(Task brief):
Reproduce every line of the records between the line containing "Return one point per instance of the blue" and the line containing "[(856, 210), (105, 328), (985, 292), (1133, 259), (496, 163)]", inclusive, and shift each coordinate value in the answer lists up by 125.

(Dataset excerpts on object pointing):
=======
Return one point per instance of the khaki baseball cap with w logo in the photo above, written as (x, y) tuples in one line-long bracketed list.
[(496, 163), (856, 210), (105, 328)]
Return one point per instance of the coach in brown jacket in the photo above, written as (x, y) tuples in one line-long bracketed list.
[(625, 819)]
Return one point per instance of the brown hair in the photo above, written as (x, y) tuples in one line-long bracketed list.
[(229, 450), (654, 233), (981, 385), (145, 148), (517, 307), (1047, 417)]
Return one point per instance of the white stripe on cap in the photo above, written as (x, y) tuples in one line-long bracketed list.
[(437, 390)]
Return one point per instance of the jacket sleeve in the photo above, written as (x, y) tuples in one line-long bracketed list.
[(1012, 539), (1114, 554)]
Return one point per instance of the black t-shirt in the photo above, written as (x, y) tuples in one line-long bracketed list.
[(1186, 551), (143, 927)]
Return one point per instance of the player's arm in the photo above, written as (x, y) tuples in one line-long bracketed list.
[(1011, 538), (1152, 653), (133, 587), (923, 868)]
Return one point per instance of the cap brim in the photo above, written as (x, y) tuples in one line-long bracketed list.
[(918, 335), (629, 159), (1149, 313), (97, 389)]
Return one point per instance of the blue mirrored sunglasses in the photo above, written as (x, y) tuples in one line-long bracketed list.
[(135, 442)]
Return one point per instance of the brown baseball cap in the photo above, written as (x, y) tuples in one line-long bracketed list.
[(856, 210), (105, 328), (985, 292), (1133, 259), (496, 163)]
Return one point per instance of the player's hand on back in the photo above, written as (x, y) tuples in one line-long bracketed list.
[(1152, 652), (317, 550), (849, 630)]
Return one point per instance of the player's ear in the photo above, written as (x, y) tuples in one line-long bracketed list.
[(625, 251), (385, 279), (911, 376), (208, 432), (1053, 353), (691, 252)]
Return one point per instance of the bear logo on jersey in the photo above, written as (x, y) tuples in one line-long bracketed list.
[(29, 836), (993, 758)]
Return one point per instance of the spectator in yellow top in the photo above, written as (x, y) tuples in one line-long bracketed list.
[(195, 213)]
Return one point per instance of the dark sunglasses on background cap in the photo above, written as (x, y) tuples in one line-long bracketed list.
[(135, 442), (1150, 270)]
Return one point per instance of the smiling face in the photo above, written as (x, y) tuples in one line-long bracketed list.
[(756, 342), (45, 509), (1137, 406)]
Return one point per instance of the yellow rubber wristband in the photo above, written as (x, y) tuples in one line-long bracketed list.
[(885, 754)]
=======
(Task answer):
Return one point per instance of the blue mirrored sunglasses in the photo above, written as (x, y) tuples in one line-long bracketed list.
[(260, 567)]
Return one point per instance of the brown baseball cap in the photo above, written as (x, y) tuples in one line-long bracketed list.
[(981, 335), (230, 453), (1110, 417), (1258, 384), (621, 288)]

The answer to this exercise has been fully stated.